South West Community Benefit Fund: Hollie Gazzard Trust

About this project

The aim of the Hollie Gazzard Trust is to support people who are, or who might be, victims of domestic abuse.

The organisation is a registered charity established in 2014 following the murder of 20-year-old Hollie Gazzard by her partner. Her family wishes to raise awareness of domestic abuse, stalking and knife crime with the goal of keeping young people safe and to strengthen communities in Gloucester.

The organisation delivers, among other things, a series of educational programmes on domestic abuse, stalking, and helps to promote healthy relationships in schools and colleges. They also have accredited training programmes including Working without Fear which supports businesses and organisations to identify and deal with domestic abuse, stalking and coercion.

In 2015 with the help of Lottery funding they developed the Hollie Guard App which transforms smartphones into an advanced personal safety device. You just need to shake the screen and tap on the phone to create an alert. This app has now been loaded 250,000 times. They have also accessed funding to enable people, who cannot afford the upgrade of this programme, which provides a professional monitoring service, to have this additional service free of charge.

- **PROVIDED DATA**
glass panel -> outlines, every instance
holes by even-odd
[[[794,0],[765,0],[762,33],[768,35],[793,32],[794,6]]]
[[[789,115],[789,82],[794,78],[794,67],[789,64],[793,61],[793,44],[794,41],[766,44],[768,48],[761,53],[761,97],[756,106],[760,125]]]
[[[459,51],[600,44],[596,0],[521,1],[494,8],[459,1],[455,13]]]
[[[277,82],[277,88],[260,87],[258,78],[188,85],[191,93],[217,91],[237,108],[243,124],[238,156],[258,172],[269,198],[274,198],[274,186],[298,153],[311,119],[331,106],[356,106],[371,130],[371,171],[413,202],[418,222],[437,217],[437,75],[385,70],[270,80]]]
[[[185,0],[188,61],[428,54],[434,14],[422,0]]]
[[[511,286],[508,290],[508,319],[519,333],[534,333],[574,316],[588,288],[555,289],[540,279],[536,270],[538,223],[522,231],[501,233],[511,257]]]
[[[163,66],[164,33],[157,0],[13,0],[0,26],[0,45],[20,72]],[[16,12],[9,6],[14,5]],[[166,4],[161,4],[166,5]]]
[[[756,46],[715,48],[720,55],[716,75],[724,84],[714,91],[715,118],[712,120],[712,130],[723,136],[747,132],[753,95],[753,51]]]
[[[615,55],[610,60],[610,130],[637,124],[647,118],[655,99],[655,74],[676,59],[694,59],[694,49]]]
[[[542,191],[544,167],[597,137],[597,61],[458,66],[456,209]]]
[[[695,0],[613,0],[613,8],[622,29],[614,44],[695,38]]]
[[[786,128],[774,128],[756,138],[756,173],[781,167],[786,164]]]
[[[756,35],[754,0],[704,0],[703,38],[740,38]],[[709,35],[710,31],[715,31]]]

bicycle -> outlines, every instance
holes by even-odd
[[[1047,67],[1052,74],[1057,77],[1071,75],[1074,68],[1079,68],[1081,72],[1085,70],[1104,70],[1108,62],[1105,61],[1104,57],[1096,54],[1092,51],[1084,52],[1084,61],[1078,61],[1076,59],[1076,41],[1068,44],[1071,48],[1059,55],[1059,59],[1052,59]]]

- **EXERCISES**
1. Answer these questions using the Hollie Gazzard Trust text, one answer per line:
(a) In what year was the charity established?
(b) What is the name of the accredited training program that helps businesses and organizations deal with domestic abuse?
(c) How many times has the Hollie Guard App been loaded?
2. Continue the Hollie Gazzard Trust text, beginning right after its final sentence.

- **TASK RESULTS**
1.
(a) 2014
(b) Working without Fear
(c) 250,000 times

2.
Statistics from the Police state that 2.4 million adults aged 16-74 have experienced domestic abuse in the last year – the Hollie Gazzard Trust believes this only shows a partial picture of this behaviour.

 

Request for funding

The requested grant was for the organisation to run six training sessions, the aim of the workshops is to provide healthy relationships and they include stalking or coercive control workshops in schools in Gloucestershire. The funding enabled six half day workshops to be delivered by professional trainers and each workshop has 30 attendees. In total, the workshops provided worked with 180 young people over six months.

 

Meeting the aims of the fund

This organisation has sprung from a tragic event which badly affected everyone who knew Hollie. The family have been determined that something good should come from this. They have worked tirelessly to develop this now very effective organisation that had developed training programmes for young people and valuable safety apps for those at risk.

It meets the criteria of the programme by investing in the future of particularly young people for the benefit of the wider community in a very difficult field.

 

The purpose of the fund

SWPA work with our members and South West Community Matters to distribute grants of up to £1,000 to local projects and causes.

The overall aim of the programme is to increase community facilities and community benefits particularly for those most in need, in local communities.

The focus will be on activities that enable people from diverse backgrounds to become engaged in their neighbourhoods and communities and to support those organisations that are bringing about real change to the lives of the people who live in those communities.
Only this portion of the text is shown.